- _TRECHO DA ENTREVISTA_
━━━

Lá foram seis ministros, aqui (no Distrito Federal), foram três ou quatro. Mais secretários executivos. O presidente Bolsonaro, tendo essas questões, vai modificando sua forma de ver o mundo em termos internacionais. Eu tive oportunidade, quando conversei com ele aqui. Como ele é muito litúrgico, ele disse: “Presidente, que conselho o senhor me dá?” Eu disse a ele que não dou conselho para presidente eleito, mas, se quiser, palpite eu dou. Aí, tive a ocasião, como fiz uma ótima relação com a China, com o presidente Xi Jinping, disse que aquele país é nosso principal parceiro comercial e que se a China fechar as portas para nós, imagina o que acontecerá com minério, carne, soja... Eu sempre universalizei as nossas relações, mesmo com os países árabes. São 54 países que importam 40% da nossa carne e carne de frango também. Não podemos fechar nossos mercados. Nossa relação é político-comercial.

E ele (Bolsonaro) falou o quê?
Disse que realmente estava revendo todas essas coisas. O fato de dizer que poderia rever essas questões, como de resto tem falado nos últimos dias, eu acho que ele vai primeiro fazer uma coisa interessante: dar sequência ao que nós fizemos. Porque a campanha do outro candidato do segundo turno (Fernando Haddad) dizia que ia destruir tudo: a reforma trabalhista, o teto dos gastos. Ao contrário: o Paulo Guedes, que esteve comigo também, é adepto do teto dos gastos. Acho, então, que o governo Bolsonaro vai dar sequência ao nosso governo, especialmente no tocante às reformas. Eu falava sempre que a reforma da Previdência, num determinado momento, saiu da pauta legislativa, mas não saiu da pauta política do país. Eu acho que se fará logo no primeiro semestre do ano que vem. A reforma é fundamental, no país, para reduzir o deficit público. E veja que não é improvável que eles acabem utilizando, senão a nossa reforma, a maior parte.

━━━

- _REGISTROS FORNECIDOS_

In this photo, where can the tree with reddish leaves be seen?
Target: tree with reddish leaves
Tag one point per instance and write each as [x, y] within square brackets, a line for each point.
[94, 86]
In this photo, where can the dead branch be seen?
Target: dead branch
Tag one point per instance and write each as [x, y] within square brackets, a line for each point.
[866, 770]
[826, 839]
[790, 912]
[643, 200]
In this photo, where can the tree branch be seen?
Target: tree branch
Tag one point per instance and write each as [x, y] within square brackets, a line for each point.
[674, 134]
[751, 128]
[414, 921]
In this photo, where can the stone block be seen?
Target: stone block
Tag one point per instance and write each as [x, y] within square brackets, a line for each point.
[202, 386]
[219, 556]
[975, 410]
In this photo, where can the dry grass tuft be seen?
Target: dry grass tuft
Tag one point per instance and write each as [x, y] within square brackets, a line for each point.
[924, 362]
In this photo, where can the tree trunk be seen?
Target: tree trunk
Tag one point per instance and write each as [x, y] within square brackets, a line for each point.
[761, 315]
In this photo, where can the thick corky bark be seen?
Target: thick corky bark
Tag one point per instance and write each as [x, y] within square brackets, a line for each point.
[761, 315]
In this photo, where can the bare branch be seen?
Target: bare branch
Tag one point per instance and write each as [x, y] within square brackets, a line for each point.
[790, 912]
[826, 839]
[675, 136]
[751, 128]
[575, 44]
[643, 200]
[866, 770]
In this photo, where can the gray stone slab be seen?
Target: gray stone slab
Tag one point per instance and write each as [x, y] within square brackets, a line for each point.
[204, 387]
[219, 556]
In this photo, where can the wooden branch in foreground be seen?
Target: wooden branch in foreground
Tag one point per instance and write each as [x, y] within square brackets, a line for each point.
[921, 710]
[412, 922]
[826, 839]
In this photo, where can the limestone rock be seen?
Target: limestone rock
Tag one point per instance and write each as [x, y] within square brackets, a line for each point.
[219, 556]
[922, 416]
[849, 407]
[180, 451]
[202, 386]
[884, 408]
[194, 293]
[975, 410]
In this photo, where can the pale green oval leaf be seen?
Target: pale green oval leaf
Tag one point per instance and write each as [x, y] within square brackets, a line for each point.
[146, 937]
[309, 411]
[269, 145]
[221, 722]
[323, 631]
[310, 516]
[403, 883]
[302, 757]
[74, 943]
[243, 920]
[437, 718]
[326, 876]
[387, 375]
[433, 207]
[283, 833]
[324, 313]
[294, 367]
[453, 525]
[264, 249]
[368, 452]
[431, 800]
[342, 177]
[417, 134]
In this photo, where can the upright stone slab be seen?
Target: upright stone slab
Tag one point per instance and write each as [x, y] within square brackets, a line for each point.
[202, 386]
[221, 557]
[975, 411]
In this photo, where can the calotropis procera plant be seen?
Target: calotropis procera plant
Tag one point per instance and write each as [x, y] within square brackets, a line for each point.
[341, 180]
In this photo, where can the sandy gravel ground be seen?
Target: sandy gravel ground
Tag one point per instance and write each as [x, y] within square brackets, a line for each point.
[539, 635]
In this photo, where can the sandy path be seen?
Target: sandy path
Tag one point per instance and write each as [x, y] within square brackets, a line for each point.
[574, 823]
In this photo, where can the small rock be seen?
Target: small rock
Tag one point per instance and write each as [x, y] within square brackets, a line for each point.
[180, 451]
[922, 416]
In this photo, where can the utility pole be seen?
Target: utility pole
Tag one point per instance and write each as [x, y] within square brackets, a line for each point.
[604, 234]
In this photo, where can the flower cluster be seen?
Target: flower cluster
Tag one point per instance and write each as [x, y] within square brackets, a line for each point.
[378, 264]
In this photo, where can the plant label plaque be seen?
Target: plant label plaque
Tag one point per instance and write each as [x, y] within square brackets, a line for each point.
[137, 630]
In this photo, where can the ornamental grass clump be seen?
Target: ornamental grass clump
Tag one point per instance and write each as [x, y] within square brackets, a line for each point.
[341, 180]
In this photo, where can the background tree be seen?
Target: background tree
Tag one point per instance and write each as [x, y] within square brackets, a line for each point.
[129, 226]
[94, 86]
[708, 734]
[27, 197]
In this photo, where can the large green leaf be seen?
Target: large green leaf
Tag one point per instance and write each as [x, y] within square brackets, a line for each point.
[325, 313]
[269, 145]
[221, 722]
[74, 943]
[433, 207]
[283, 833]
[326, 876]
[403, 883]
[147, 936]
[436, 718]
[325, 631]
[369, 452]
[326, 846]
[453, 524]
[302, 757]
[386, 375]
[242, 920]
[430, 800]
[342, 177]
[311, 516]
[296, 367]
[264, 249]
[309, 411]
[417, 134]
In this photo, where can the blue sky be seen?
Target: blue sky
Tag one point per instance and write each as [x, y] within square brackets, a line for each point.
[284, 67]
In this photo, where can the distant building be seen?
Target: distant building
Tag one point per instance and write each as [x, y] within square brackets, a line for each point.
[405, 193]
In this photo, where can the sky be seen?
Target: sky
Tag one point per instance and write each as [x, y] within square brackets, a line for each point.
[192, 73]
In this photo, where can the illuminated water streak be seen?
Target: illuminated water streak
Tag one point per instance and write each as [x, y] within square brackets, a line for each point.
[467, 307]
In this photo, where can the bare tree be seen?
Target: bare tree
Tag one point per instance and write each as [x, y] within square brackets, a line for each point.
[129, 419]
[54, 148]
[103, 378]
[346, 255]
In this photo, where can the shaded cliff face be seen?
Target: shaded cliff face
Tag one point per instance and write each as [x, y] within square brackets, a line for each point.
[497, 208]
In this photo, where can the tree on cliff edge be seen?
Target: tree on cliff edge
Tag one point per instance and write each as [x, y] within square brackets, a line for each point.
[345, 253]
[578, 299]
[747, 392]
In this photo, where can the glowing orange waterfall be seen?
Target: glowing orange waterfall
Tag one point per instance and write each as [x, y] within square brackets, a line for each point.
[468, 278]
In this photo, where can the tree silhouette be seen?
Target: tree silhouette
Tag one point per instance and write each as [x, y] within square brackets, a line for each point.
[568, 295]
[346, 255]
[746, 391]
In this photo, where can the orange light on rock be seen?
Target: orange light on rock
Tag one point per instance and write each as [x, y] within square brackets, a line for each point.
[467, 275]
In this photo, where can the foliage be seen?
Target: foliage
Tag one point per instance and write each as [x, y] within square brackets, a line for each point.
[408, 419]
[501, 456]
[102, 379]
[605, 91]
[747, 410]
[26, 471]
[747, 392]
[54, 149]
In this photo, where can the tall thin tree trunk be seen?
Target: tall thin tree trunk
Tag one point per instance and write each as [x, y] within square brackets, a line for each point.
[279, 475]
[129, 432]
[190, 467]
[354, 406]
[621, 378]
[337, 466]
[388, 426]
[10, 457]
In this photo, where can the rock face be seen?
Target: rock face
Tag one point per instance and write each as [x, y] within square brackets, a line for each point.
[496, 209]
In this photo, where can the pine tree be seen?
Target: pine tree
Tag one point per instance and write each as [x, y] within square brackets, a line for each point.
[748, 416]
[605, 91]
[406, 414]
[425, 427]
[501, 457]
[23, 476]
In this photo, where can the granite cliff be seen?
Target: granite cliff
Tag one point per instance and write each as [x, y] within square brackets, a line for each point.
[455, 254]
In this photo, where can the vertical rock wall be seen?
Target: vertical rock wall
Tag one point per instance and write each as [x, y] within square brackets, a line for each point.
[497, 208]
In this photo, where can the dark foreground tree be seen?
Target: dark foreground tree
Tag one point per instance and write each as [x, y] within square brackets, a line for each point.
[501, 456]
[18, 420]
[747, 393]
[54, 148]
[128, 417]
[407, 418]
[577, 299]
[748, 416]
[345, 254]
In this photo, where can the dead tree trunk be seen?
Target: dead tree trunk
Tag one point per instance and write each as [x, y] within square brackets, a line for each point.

━━━

- _EXERCÍCIOS_
**1)** Na entrevista, Paulo Guedes é descrito como adepto de qual medida?
**2)** Prossiga com a entrevista a partir da última frase mostrada.
Os registros são um material separado, sem ligação com a entrevista.

- _RESPOSTAS_
**1)** Do teto dos gastos.

**2)**
Os princípios do texto?
Sim. No geral, as pessoas não têm projeto. Porque o nosso projeto é de uma suavidade extraordinária. Para o sujeito chegar a 65 anos, leva 20 anos. A cada dois anos, aumenta um ano. E de igual maneira no caso da mulher. Para chegar a 62 ou 63, leva 20 anos. A cada 2 anos, um ano. O outro ponto da reforma é a abolição dos privilégios, até pautados pelo princípio da igualdade, que é uma determinante constitucional. Então, não tem cabimento o trabalhador do setor privado ganhar aposentadoria máxima de R$ 5.645 e quem está no setor público poder se aposentar com R$ 33 mil. A pessoa pode se aposentar com R$ 33 mil? Pode. Mas vai ter que dar uma colaboração maior. Se ele paga R$ 1 mil de Previdência, talvez vai ter que pagar R$ 2 mil, R$ 2,5 mil. Uma espécie de capitalização. Você acaba igualando os sistemas. Você pega idade de um lado e queda dos privilégios de outro lado. Segundo ponto: não se atinge a pobreza. Não pegamos os trabalhadores rurais, não pegamos o benefício de prestação continuada. Isso está tudo liberado. No geral, aqueles que não querem a reforma dizem: “Ah, vai acabar com os pobres, idosos, coitados, vão perecer.” Não é nada disso.

É o discurso das corporações.
Claro. Mas foi um discurso equivocado. Para não dizer falso.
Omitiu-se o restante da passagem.